◆ PROBLEM DESCRIPTION
Change "cargo net" to "safety net" wherever it occurs in the lines below, and repeat the lines with nothing else altered.

◆ SUPPLIED MATERIAL
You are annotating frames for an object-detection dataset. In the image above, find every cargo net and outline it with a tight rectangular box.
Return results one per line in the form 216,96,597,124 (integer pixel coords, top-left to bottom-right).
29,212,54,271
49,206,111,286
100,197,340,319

◆ SOLUTION TO THE PROBLEM
You are annotating frames for an object-detection dataset. In the image above, find every safety net and outline it with a tight rectangular box.
Return results one per line in the form 216,96,597,124 (integer pixel coords, top-left to bottom-right).
29,212,54,271
49,206,111,286
100,197,340,319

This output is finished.